### DATASET CONTENT

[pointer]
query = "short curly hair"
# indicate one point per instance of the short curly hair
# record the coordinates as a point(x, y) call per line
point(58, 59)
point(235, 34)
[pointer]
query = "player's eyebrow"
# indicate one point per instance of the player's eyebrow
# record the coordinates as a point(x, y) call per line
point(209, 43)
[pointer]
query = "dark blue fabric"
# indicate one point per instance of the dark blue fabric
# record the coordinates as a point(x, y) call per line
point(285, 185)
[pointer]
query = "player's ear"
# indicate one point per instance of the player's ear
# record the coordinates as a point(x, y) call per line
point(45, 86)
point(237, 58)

######
### DATASET CONTENT

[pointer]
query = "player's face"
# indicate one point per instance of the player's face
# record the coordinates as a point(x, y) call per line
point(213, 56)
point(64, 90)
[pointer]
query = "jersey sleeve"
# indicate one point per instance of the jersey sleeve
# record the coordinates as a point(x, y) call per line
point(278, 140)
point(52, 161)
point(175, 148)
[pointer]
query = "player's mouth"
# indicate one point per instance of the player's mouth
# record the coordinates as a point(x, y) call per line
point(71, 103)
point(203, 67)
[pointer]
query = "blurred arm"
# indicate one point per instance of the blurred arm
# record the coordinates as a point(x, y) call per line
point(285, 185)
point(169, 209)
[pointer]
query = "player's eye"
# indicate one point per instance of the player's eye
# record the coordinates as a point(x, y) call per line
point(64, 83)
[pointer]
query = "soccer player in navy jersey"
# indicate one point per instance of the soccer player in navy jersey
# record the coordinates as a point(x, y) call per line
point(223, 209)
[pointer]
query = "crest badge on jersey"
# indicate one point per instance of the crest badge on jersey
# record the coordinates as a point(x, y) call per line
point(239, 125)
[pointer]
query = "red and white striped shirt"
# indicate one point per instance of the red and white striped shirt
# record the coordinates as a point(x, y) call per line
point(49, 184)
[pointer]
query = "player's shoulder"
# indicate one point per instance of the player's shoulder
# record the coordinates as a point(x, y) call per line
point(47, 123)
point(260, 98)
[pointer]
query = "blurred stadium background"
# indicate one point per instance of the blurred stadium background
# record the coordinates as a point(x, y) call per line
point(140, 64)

######
### DATASET CONTENT

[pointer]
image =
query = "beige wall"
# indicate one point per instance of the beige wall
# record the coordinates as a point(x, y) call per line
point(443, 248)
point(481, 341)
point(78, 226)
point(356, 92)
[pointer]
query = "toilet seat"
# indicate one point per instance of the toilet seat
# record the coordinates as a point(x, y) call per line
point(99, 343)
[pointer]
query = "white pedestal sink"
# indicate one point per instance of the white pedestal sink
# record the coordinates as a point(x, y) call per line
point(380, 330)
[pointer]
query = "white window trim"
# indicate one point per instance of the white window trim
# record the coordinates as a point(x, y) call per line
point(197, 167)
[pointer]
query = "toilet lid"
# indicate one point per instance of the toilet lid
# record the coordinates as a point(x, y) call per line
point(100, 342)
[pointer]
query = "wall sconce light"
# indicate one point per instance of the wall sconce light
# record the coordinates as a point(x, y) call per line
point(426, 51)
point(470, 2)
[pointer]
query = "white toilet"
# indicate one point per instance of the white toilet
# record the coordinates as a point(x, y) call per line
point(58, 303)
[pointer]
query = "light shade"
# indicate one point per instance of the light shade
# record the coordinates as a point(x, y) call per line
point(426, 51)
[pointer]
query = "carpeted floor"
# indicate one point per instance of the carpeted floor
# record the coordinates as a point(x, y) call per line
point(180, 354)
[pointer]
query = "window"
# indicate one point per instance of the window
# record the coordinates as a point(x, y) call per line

######

§ **GOAL OF THE EXERCISE**:
Check each line above for the string "striped" and copy those that have it.

§ **EXERCISE SOLUTION**:
query = "red and white striped shirt"
# indicate one point per instance of the red and white striped shirt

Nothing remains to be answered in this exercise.